» Task details
Output every line of the rows below as a Markdown table with two columns, No. and Line, numbering the lines in order and skipping blank ones. Leave the pictures out of your answer.

BEGIN Extracted records

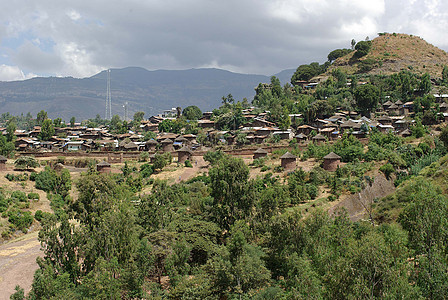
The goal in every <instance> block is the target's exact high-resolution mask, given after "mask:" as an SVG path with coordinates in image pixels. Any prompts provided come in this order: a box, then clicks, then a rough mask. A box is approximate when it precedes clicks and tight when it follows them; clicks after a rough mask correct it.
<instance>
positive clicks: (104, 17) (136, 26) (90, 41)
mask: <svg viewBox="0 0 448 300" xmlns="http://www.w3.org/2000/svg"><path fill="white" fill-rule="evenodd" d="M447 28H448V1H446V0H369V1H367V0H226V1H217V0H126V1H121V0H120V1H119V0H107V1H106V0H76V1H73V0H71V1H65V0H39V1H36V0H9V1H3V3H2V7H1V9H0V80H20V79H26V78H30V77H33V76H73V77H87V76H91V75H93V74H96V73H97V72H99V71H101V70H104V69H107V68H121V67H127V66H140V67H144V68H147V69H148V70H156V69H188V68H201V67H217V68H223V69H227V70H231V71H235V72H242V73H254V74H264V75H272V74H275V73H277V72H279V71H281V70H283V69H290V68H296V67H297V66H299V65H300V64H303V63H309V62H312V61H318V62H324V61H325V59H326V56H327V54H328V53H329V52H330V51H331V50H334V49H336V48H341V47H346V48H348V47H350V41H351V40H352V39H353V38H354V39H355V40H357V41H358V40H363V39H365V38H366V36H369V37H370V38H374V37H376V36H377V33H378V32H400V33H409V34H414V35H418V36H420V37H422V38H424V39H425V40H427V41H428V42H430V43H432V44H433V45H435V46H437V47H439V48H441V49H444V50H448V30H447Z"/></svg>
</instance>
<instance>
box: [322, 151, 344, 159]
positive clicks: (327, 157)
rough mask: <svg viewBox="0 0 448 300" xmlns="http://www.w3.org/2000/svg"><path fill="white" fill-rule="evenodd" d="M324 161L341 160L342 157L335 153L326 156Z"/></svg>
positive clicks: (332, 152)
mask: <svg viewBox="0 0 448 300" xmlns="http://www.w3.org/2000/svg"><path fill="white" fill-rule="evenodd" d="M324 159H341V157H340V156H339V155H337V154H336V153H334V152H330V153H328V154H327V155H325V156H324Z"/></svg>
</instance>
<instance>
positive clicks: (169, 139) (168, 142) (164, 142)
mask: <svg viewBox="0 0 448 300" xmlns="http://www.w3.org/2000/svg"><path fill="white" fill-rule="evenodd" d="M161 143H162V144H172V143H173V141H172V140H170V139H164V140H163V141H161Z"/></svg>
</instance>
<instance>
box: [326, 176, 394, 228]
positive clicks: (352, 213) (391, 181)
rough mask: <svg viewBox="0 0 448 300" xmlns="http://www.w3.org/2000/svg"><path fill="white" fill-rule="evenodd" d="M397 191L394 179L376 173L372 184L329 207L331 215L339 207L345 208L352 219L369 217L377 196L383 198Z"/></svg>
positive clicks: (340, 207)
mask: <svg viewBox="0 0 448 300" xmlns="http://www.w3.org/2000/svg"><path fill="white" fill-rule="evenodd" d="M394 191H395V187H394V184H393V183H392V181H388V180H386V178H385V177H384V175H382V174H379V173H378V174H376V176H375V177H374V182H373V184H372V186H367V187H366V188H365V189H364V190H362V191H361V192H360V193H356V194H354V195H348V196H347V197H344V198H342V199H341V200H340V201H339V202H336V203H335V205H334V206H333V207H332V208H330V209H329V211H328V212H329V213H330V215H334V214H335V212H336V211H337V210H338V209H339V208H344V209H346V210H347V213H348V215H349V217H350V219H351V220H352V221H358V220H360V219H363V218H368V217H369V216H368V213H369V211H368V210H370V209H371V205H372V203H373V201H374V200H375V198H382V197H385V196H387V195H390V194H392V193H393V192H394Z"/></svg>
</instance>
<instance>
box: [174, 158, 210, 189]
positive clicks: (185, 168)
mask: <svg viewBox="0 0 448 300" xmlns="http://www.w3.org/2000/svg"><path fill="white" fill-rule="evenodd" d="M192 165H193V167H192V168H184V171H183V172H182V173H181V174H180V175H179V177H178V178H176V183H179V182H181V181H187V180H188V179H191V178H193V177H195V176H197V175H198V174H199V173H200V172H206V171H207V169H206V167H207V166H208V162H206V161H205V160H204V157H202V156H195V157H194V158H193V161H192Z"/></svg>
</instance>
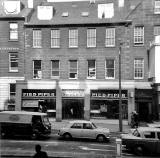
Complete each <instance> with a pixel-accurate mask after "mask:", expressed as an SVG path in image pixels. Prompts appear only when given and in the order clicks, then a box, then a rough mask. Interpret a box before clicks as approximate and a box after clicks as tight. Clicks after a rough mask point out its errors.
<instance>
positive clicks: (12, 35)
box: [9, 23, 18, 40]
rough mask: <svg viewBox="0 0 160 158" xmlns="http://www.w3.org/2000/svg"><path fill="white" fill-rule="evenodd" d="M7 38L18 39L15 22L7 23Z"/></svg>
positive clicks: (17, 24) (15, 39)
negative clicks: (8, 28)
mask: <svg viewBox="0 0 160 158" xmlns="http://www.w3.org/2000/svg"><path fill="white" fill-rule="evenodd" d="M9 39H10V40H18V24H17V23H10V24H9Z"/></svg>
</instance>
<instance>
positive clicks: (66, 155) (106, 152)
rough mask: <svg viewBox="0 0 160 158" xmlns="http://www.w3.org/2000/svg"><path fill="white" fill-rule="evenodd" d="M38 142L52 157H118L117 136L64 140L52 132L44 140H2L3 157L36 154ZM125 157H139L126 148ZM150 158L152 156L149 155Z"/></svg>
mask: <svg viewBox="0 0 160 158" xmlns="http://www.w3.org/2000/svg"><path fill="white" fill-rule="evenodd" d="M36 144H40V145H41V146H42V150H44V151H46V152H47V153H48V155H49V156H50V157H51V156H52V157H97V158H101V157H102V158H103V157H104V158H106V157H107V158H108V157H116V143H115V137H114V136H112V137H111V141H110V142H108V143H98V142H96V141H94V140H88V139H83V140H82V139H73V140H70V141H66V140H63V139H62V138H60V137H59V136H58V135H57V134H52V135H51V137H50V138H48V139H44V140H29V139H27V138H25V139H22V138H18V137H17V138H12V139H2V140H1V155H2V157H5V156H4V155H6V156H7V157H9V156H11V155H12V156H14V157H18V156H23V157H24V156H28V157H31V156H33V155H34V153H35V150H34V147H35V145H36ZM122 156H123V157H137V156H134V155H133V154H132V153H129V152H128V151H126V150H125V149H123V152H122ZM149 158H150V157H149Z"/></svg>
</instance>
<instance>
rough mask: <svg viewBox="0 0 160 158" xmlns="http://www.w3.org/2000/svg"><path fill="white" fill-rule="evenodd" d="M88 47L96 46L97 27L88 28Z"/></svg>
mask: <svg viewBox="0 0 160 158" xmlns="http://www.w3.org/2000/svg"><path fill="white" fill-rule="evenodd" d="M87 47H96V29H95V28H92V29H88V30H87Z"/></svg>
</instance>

END Extracted records

» Exercise answer
| No. | Line |
|---|---|
| 1 | The goal in every <instance> block is the target's exact high-resolution mask, given after "mask:" as an SVG path with coordinates in image pixels. Any prompts provided come in this order: a box, then clicks, then a rough mask. A box is approximate when it precedes clicks and tight when it follows them; clicks after a rough mask correct it. |
| 2 | <instance> |
| 3 | positive clicks: (104, 17) (136, 26) (90, 41) |
| 4 | mask: <svg viewBox="0 0 448 300" xmlns="http://www.w3.org/2000/svg"><path fill="white" fill-rule="evenodd" d="M447 28H448V1H446V0H369V1H367V0H226V1H217V0H126V1H121V0H120V1H119V0H107V1H106V0H76V1H73V0H71V1H65V0H39V1H36V0H9V1H3V3H2V7H1V9H0V80H20V79H26V78H30V77H33V76H73V77H87V76H91V75H93V74H96V73H97V72H99V71H101V70H104V69H107V68H121V67H127V66H140V67H144V68H147V69H148V70H156V69H188V68H201V67H217V68H223V69H227V70H231V71H235V72H242V73H254V74H264V75H272V74H275V73H277V72H279V71H281V70H283V69H290V68H296V67H297V66H299V65H300V64H303V63H309V62H312V61H318V62H324V61H325V59H326V56H327V54H328V53H329V52H330V51H331V50H334V49H336V48H341V47H346V48H348V47H350V41H351V40H352V39H353V38H354V39H355V40H357V41H358V40H363V39H365V38H366V36H369V37H370V38H374V37H376V36H377V33H378V32H400V33H409V34H414V35H418V36H420V37H422V38H424V39H425V40H427V41H428V42H430V43H432V44H433V45H435V46H437V47H439V48H441V49H444V50H448V30H447Z"/></svg> |
| 5 | </instance> |
| 6 | <instance> |
| 7 | box: [322, 151, 344, 159] |
| 8 | positive clicks: (327, 157) |
| 9 | rough mask: <svg viewBox="0 0 448 300" xmlns="http://www.w3.org/2000/svg"><path fill="white" fill-rule="evenodd" d="M324 161L341 160L342 157L335 153L326 156Z"/></svg> |
| 10 | positive clicks: (332, 152) |
| 11 | mask: <svg viewBox="0 0 448 300" xmlns="http://www.w3.org/2000/svg"><path fill="white" fill-rule="evenodd" d="M324 159H341V157H340V156H339V155H337V154H336V153H334V152H330V153H328V154H327V155H325V156H324Z"/></svg> |
| 12 | </instance> |
| 13 | <instance> |
| 14 | positive clicks: (169, 139) (168, 142) (164, 142) |
| 15 | mask: <svg viewBox="0 0 448 300" xmlns="http://www.w3.org/2000/svg"><path fill="white" fill-rule="evenodd" d="M161 143H162V144H172V143H173V141H172V140H170V139H164V140H163V141H161Z"/></svg> |
| 16 | </instance> |
| 17 | <instance> |
| 18 | box: [326, 176, 394, 228] |
| 19 | positive clicks: (352, 213) (391, 181) |
| 20 | rough mask: <svg viewBox="0 0 448 300" xmlns="http://www.w3.org/2000/svg"><path fill="white" fill-rule="evenodd" d="M397 191L394 179L376 173L372 184L329 207L331 215L339 207L345 208L352 219L369 217L377 196L383 198Z"/></svg> |
| 21 | positive clicks: (340, 207) |
| 22 | mask: <svg viewBox="0 0 448 300" xmlns="http://www.w3.org/2000/svg"><path fill="white" fill-rule="evenodd" d="M394 191H395V187H394V184H393V183H392V181H388V180H386V178H385V177H384V175H382V174H379V173H378V174H376V176H375V177H374V182H373V184H372V186H367V187H366V188H365V189H364V190H362V191H361V192H360V193H356V194H354V195H348V196H347V197H344V198H342V199H341V200H340V201H339V202H336V203H335V205H334V206H333V207H332V208H330V209H329V211H328V212H329V213H330V215H334V214H335V212H336V211H337V210H338V209H339V208H344V209H346V210H347V213H348V215H349V217H350V219H351V220H352V221H358V220H360V219H363V218H368V217H369V216H368V213H369V211H368V210H370V209H371V205H372V203H373V201H374V200H375V198H382V197H385V196H387V195H390V194H392V193H393V192H394Z"/></svg> |
| 23 | </instance> |
| 24 | <instance> |
| 25 | box: [174, 158, 210, 189] |
| 26 | positive clicks: (185, 168) |
| 27 | mask: <svg viewBox="0 0 448 300" xmlns="http://www.w3.org/2000/svg"><path fill="white" fill-rule="evenodd" d="M192 165H193V167H192V168H184V171H183V172H182V173H181V174H180V175H179V177H178V178H176V183H179V182H181V181H187V180H188V179H191V178H193V177H195V176H197V175H198V174H199V173H200V172H206V171H207V169H206V167H207V166H208V162H206V161H205V160H204V157H202V156H195V157H194V158H193V161H192Z"/></svg> |
| 28 | </instance> |
| 29 | Complete each <instance> with a pixel-accurate mask after "mask:", expressed as an SVG path in image pixels. Prompts appear only when given and in the order clicks, then a box, then a rough mask. Interpret a box before clicks as approximate and a box after clicks as tight. Clicks after a rough mask point out its errors. |
| 30 | <instance> |
| 31 | positive clicks: (12, 35) |
| 32 | box: [9, 23, 18, 40] |
| 33 | rough mask: <svg viewBox="0 0 160 158" xmlns="http://www.w3.org/2000/svg"><path fill="white" fill-rule="evenodd" d="M7 38L18 39L15 22L7 23Z"/></svg> |
| 34 | positive clicks: (17, 24) (15, 39) |
| 35 | negative clicks: (8, 28) |
| 36 | mask: <svg viewBox="0 0 160 158" xmlns="http://www.w3.org/2000/svg"><path fill="white" fill-rule="evenodd" d="M9 39H10V40H18V24H17V23H10V24H9Z"/></svg> |
| 37 | </instance> |
| 38 | <instance> |
| 39 | positive clicks: (66, 155) (106, 152) |
| 40 | rough mask: <svg viewBox="0 0 160 158" xmlns="http://www.w3.org/2000/svg"><path fill="white" fill-rule="evenodd" d="M38 142L52 157H118L117 136L64 140L52 132L44 140H2L3 157L36 154ZM125 157H139L126 148ZM150 158L152 156L149 155Z"/></svg> |
| 41 | mask: <svg viewBox="0 0 160 158" xmlns="http://www.w3.org/2000/svg"><path fill="white" fill-rule="evenodd" d="M36 144H40V145H41V146H42V150H44V151H46V152H47V153H48V155H49V156H50V157H51V156H52V157H97V158H101V157H102V158H103V157H104V158H106V157H107V158H108V157H116V143H115V137H114V136H112V137H111V141H110V142H108V143H98V142H96V141H94V140H88V139H83V140H82V139H73V140H70V141H66V140H63V139H62V138H60V137H59V136H58V135H57V134H52V135H51V137H50V138H48V139H44V140H29V139H27V138H25V139H22V138H18V137H17V138H12V139H2V140H1V155H2V157H5V156H4V155H6V156H7V157H9V156H11V155H12V156H14V157H18V156H23V157H24V156H28V157H31V156H33V155H34V153H35V150H34V147H35V145H36ZM122 156H123V157H137V156H134V155H133V154H132V153H129V152H128V151H126V150H125V149H123V152H122ZM149 158H150V157H149Z"/></svg> |
| 42 | </instance> |
| 43 | <instance> |
| 44 | rough mask: <svg viewBox="0 0 160 158" xmlns="http://www.w3.org/2000/svg"><path fill="white" fill-rule="evenodd" d="M88 47L96 46L97 27L88 28Z"/></svg> |
| 45 | mask: <svg viewBox="0 0 160 158" xmlns="http://www.w3.org/2000/svg"><path fill="white" fill-rule="evenodd" d="M87 47H96V29H95V28H92V29H88V30H87Z"/></svg> |
| 46 | </instance> |